===== EXTRAIT DU TEXTE =====

Changer de corps, d’être, devenir un autre… Cette réalité jadis reléguée aux récits fantastiques – le mythe du vampire ou du loup-garou – ou de science-fiction – les œuvres de Ray Bradbury et de Philip K. Dick – est devenue entre-temps une réalité, une option possible et presque – nous n’y sommes pas encore – un droit. C’est l’éternel question de l’identité ou, plus précisément, de la quête de soi, démarche intérieure au combien philosophique mais qui s’est aussi exprimée, et parfois avec force, dans le monde des Arts. Souvenez-vous de George Sand. La musique n’y échappe pas, dans toute sa diversité. Et encore plus la musique pop. On songe en premier lieu à David Bowie qui se réinventa grâce au transformisme – bien avant le transhumanisme –, exercice délicat inspiré par ses cours de mimes et dont il fit sa signature. 

Un exemple moins évident nous vient à l’esprit, il s’agit de la chanteuse Janis Joplin. Pour de multiples raisons, des plus personnelles et complexes aux plus évidentes, la petite texane devenue star s’est ainsi progressivement métamorphosée sans que l’on ne s’en rende vraiment compte. Il existe une première interprétation à ce changement en profondeur : la jeune lycéenne était mal dans sa peau. Voilà pourquoi elle s’est très vite rêvée un destin autre, ailleurs qu’à Port Arthur. Et puis, la mue s’est faite, malheureusement contrariée par un comportement autodestructeur auquel la bohème san franciscaine ne fut pas étrangère. Pour autant son statut d’icône pop, au sens absolu du terme, fit de Janis Joplin l’un des symboles les plus remarquables de la contre-culture. Ne revenons pas sur l’aspect tragique, voire « tragédique », de sa trop courte carrière – quatre disques au compteur, c’est bien peu à l’échelle des sixties – et poursuivons plus loin la réflexion. Janis est arrivée pile au moment du Summer of Love, en pleine culture hippie, avec le psychédélisme comme bande-son. Son premier groupe – le plus honnête ? – Big Brother & The Holding Company s’inscrit dans ce mouvement musical. Tout d’abord, il est signé par Mainstream, label des formations psychés les plus pointus. Bien que fortement inspiré par le blues, leur premier album éponyme colle merveilleusement à l’air du temps – on est en 1967 –, avec ses morceaux en entrelacs de guitares (« Blind Man »), celles de Sam Andrew et Peter Gurley –, ces titres flashants (« Light Is Faster That Sound ») et ces incursions en territoires lysergiques (« All Is Loneliness »). L’année d’après, après être passé sur la scène de Monterey, Big Brother est signé par Clive Davis, patron de CBS, qui figurait dans la foule des festivaliers. Dope, Sex and Cheap Thrills, amputé de ses deux premiers mots, sort le 12 août 1968. C’est un immense succès. Trois raisons à cela. Des morceaux plus longs et emblématiques s’agissant des reprises, un enregistrement studio (excepté « Ball & Chain » capté au Winterland Ballroom de San Francisco) auquel le producteur a ajouté des cris de foule et la superbe pochette dessinée par Robert Crumb.

=====

● OBJECTIF FIXÉ 1: Reprenez toutes les lignes des enregistrements ci-dessous, sans en omettre aucune, en décalant de 54 chaque coordonnée des cadres donnés en réponse. Les coordonnées des modèles de format restent inchangées.

===== DONNÉES FOURNIES =====

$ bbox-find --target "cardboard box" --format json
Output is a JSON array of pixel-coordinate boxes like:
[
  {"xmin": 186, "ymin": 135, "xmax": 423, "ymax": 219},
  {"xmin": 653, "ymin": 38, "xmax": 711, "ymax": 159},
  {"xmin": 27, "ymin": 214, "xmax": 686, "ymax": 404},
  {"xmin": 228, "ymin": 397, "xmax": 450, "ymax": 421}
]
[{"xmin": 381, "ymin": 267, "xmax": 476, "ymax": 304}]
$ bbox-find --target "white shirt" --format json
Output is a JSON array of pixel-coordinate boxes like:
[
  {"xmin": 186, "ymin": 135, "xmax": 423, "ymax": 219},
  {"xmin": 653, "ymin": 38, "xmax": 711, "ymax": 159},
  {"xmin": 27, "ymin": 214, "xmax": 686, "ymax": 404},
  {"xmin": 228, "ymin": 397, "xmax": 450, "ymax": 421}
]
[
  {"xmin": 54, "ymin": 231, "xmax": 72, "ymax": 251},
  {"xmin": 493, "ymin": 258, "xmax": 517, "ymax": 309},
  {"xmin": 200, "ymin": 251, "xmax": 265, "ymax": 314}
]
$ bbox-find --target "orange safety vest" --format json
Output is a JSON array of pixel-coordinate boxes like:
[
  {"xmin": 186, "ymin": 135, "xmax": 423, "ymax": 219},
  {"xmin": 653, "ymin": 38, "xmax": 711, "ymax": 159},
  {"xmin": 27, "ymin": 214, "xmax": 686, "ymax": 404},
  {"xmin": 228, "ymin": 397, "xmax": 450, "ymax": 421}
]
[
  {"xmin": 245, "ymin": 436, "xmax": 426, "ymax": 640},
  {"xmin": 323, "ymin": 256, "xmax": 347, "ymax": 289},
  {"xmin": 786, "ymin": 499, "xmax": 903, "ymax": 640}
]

=====

● OBJECTIF FIXÉ 2: Reproduisez à l'identique le passage du texte sur Janis Joplin qui s'ouvre sur les mots « Changer de corps, d’être, devenir » et se clôt sur « fit sa signature. ».

● RÉPONSE COMPLÈTE 1:
$ bbox-find --target "cardboard box" --format json
Output is a JSON array of pixel-coordinate boxes like:
[
  {"xmin": 186, "ymin": 135, "xmax": 423, "ymax": 219},
  {"xmin": 653, "ymin": 38, "xmax": 711, "ymax": 159},
  {"xmin": 27, "ymin": 214, "xmax": 686, "ymax": 404},
  {"xmin": 228, "ymin": 397, "xmax": 450, "ymax": 421}
]
[{"xmin": 435, "ymin": 321, "xmax": 530, "ymax": 358}]
$ bbox-find --target "white shirt" --format json
Output is a JSON array of pixel-coordinate boxes like:
[
  {"xmin": 186, "ymin": 135, "xmax": 423, "ymax": 219},
  {"xmin": 653, "ymin": 38, "xmax": 711, "ymax": 159},
  {"xmin": 27, "ymin": 214, "xmax": 686, "ymax": 404},
  {"xmin": 228, "ymin": 397, "xmax": 450, "ymax": 421}
]
[
  {"xmin": 108, "ymin": 285, "xmax": 126, "ymax": 305},
  {"xmin": 547, "ymin": 312, "xmax": 571, "ymax": 363},
  {"xmin": 254, "ymin": 305, "xmax": 319, "ymax": 368}
]
$ bbox-find --target "orange safety vest" --format json
Output is a JSON array of pixel-coordinate boxes like:
[
  {"xmin": 186, "ymin": 135, "xmax": 423, "ymax": 219},
  {"xmin": 653, "ymin": 38, "xmax": 711, "ymax": 159},
  {"xmin": 27, "ymin": 214, "xmax": 686, "ymax": 404},
  {"xmin": 228, "ymin": 397, "xmax": 450, "ymax": 421}
]
[
  {"xmin": 299, "ymin": 490, "xmax": 480, "ymax": 694},
  {"xmin": 377, "ymin": 310, "xmax": 401, "ymax": 343},
  {"xmin": 840, "ymin": 553, "xmax": 957, "ymax": 694}
]

● RÉPONSE COMPLÈTE 2:
Changer de corps, d’être, devenir un autre… Cette réalité jadis reléguée aux récits fantastiques – le mythe du vampire ou du loup-garou – ou de science-fiction – les œuvres de Ray Bradbury et de Philip K. Dick – est devenue entre-temps une réalité, une option possible et presque – nous n’y sommes pas encore – un droit. C’est l’éternel question de l’identité ou, plus précisément, de la quête de soi, démarche intérieure au combien philosophique mais qui s’est aussi exprimée, et parfois avec force, dans le monde des Arts. Souvenez-vous de George Sand. La musique n’y échappe pas, dans toute sa diversité. Et encore plus la musique pop. On songe en premier lieu à David Bowie qui se réinventa grâce au transformisme – bien avant le transhumanisme –, exercice délicat inspiré par ses cours de mimes et dont il fit sa signature.